> **What is required**
Report each line from the data below that holds the word "eyeglasses".

> **The data**
____________________

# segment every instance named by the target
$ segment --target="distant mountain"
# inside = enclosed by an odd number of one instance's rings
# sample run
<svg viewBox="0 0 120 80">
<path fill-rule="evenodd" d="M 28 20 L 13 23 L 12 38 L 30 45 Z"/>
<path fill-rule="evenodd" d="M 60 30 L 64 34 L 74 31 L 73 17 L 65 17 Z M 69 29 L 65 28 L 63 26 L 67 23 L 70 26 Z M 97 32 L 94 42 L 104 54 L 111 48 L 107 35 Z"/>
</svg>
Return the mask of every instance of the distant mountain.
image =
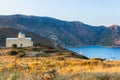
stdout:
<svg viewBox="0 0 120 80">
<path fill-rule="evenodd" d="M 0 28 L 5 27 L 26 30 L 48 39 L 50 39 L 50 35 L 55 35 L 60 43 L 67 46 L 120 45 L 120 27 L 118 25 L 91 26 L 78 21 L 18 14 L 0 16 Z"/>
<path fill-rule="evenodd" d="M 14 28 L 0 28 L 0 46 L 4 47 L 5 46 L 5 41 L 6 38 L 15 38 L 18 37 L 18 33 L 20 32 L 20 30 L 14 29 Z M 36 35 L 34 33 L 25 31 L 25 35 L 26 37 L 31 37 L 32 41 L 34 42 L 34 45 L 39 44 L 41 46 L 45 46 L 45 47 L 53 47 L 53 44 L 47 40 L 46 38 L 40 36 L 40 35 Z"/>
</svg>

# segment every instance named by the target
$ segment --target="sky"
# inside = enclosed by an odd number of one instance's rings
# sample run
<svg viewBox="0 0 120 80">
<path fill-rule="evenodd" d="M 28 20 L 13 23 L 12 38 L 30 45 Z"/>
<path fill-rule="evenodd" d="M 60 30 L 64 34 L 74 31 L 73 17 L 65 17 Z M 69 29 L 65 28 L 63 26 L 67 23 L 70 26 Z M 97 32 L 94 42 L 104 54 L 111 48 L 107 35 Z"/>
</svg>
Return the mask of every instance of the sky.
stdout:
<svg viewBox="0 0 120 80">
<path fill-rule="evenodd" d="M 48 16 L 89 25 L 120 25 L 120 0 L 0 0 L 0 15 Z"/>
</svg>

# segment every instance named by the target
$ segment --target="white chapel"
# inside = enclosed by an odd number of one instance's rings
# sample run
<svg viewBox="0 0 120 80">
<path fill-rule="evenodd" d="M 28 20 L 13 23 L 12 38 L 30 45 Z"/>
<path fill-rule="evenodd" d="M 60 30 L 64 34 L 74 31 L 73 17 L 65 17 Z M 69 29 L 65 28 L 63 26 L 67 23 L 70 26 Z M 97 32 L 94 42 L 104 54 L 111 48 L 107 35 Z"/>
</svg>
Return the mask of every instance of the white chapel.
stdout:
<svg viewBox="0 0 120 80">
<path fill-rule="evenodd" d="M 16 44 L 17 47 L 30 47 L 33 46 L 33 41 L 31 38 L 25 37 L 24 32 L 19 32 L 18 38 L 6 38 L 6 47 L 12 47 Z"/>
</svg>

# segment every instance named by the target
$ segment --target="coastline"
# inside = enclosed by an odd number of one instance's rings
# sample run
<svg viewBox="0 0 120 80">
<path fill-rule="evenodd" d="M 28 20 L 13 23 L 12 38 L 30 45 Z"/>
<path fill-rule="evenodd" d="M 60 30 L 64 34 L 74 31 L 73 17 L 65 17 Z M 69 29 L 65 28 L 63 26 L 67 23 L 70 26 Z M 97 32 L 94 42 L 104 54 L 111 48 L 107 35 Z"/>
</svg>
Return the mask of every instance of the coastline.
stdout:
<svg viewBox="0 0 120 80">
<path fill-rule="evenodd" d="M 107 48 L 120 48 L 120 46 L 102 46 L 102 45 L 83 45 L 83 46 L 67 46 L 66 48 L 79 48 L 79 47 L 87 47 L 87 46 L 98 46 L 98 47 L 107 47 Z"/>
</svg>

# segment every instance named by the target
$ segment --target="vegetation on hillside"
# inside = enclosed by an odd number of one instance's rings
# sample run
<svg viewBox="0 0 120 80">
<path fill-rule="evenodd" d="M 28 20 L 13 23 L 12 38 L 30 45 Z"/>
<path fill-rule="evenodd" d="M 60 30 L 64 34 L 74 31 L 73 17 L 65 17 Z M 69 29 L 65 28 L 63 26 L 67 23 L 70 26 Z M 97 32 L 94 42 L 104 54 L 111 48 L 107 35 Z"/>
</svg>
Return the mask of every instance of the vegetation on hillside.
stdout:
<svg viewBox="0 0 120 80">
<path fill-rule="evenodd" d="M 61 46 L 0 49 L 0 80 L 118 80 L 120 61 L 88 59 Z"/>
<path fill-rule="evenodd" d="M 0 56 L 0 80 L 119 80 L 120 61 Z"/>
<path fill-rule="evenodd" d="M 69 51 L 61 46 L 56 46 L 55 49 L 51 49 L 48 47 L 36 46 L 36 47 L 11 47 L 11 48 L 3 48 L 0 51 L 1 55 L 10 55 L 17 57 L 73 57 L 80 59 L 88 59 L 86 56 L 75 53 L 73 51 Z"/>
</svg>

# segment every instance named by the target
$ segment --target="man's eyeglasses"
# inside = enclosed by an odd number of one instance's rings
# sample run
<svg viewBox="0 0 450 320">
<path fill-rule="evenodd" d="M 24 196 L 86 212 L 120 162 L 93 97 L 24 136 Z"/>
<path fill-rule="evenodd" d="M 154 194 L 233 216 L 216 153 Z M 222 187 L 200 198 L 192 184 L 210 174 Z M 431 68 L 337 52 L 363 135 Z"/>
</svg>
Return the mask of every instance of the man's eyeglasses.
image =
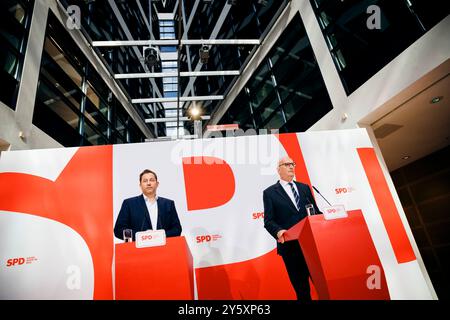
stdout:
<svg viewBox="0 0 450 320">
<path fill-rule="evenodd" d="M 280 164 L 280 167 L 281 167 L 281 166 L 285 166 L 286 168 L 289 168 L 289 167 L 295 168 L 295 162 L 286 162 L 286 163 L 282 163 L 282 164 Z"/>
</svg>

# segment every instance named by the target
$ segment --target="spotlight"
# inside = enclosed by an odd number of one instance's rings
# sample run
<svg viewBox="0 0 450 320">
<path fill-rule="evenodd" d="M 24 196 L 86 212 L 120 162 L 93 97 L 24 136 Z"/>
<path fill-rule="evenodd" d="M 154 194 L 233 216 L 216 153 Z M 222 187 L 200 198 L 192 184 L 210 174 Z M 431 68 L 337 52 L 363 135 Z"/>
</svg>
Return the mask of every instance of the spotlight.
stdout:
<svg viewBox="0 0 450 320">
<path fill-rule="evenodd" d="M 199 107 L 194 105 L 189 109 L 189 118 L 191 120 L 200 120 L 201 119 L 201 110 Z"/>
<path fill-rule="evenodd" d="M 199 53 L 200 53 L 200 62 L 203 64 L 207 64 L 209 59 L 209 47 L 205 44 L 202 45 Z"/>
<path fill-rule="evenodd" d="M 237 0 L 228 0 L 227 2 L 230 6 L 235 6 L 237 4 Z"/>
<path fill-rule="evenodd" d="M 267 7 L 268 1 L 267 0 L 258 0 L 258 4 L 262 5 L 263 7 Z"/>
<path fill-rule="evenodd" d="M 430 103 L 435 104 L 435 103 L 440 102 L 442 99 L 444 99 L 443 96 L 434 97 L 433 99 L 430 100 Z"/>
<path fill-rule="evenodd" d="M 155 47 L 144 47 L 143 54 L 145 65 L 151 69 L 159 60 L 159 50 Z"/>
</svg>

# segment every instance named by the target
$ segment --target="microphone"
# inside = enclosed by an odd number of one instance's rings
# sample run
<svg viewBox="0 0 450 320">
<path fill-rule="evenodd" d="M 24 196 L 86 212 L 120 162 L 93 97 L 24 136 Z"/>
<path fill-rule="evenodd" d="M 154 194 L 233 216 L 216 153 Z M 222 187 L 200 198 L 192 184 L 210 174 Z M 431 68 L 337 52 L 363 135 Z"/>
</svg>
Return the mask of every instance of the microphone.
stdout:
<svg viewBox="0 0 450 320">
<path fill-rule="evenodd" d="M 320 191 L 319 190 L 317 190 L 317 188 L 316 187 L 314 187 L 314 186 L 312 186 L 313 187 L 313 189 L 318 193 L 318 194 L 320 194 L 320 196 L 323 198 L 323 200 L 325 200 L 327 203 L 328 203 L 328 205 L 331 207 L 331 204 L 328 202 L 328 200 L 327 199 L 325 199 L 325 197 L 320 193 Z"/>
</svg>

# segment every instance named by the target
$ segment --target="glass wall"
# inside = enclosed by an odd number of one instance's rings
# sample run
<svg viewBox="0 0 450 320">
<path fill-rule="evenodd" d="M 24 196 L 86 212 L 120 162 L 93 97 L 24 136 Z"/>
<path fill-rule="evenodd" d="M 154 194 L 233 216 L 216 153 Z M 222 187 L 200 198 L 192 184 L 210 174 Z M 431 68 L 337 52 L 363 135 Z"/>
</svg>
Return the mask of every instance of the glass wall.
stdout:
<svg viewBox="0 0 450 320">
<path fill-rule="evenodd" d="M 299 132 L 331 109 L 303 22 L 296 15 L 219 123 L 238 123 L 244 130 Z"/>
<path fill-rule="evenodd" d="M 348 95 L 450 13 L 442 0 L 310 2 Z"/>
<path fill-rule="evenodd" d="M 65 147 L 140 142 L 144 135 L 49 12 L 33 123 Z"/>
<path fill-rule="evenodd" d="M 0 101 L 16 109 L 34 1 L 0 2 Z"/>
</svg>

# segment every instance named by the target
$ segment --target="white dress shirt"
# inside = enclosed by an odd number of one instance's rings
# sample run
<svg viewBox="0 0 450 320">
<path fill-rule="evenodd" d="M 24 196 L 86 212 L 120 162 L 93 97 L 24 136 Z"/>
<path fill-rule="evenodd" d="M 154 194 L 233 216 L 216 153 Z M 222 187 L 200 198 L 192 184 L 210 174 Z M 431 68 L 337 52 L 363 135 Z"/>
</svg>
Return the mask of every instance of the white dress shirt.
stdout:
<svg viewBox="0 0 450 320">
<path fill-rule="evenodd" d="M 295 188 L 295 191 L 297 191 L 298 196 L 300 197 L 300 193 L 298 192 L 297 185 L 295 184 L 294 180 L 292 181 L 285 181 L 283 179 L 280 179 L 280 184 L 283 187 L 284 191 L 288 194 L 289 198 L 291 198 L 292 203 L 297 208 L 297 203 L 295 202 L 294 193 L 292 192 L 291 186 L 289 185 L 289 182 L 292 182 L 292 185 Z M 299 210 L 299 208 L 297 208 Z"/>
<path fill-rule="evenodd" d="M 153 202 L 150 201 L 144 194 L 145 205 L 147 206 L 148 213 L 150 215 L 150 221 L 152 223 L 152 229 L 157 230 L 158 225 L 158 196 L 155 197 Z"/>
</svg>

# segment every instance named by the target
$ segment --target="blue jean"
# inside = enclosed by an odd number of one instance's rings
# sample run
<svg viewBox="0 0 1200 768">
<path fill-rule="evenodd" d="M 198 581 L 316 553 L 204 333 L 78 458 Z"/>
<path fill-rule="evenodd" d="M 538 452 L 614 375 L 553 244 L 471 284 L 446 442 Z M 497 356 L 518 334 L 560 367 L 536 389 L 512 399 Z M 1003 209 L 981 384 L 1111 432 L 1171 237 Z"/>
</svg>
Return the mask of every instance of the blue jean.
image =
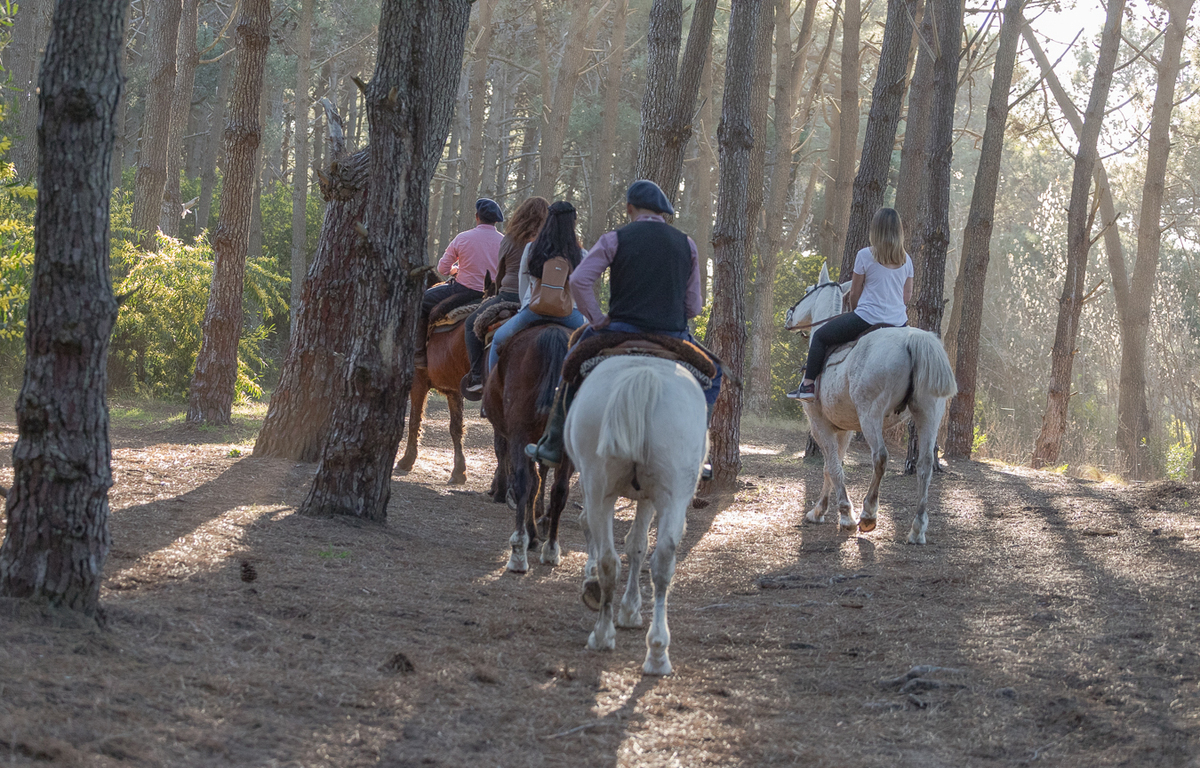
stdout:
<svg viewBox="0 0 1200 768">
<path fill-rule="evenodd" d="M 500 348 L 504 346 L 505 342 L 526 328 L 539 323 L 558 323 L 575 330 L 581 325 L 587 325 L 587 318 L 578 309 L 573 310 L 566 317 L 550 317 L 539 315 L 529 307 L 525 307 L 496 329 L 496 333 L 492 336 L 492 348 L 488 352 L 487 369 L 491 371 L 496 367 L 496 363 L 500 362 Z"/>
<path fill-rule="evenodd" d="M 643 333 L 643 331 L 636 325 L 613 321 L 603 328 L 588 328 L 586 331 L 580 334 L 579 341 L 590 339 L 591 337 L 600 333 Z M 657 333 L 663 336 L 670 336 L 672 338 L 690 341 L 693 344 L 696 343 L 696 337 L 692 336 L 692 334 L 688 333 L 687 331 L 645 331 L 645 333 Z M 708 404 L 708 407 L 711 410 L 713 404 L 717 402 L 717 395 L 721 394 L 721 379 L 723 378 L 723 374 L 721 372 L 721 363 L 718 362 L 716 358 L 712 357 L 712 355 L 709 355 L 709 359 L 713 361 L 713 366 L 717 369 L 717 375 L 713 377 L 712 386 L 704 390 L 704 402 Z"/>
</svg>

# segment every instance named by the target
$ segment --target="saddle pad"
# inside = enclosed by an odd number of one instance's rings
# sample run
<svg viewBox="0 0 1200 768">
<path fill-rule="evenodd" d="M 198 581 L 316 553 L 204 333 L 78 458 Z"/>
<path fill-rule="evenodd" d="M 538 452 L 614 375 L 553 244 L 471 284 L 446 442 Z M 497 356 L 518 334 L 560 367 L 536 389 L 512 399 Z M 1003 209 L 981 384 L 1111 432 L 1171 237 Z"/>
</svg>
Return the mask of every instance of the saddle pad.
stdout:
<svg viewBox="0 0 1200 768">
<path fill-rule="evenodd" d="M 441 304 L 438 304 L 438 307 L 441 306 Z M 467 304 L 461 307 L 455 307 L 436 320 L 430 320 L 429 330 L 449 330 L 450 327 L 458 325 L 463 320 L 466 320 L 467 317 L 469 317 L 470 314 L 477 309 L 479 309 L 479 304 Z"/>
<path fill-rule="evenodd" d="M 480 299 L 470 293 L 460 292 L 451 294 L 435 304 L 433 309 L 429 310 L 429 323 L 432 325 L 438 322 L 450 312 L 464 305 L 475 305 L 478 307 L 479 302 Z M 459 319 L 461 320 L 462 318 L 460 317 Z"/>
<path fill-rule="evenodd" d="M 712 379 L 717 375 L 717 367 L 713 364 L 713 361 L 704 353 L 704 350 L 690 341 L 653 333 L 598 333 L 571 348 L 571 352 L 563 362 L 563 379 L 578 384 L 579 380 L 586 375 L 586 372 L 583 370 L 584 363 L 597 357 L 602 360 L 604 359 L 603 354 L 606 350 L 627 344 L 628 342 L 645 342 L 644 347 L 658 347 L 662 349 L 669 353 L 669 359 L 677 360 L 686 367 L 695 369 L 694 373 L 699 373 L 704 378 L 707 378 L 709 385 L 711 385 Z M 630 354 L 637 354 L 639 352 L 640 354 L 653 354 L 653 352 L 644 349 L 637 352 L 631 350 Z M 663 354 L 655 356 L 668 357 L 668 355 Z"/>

____________________

> **Written response**
$ segment --target="man's eyeglasses"
Return the mask of every instance of the man's eyeglasses.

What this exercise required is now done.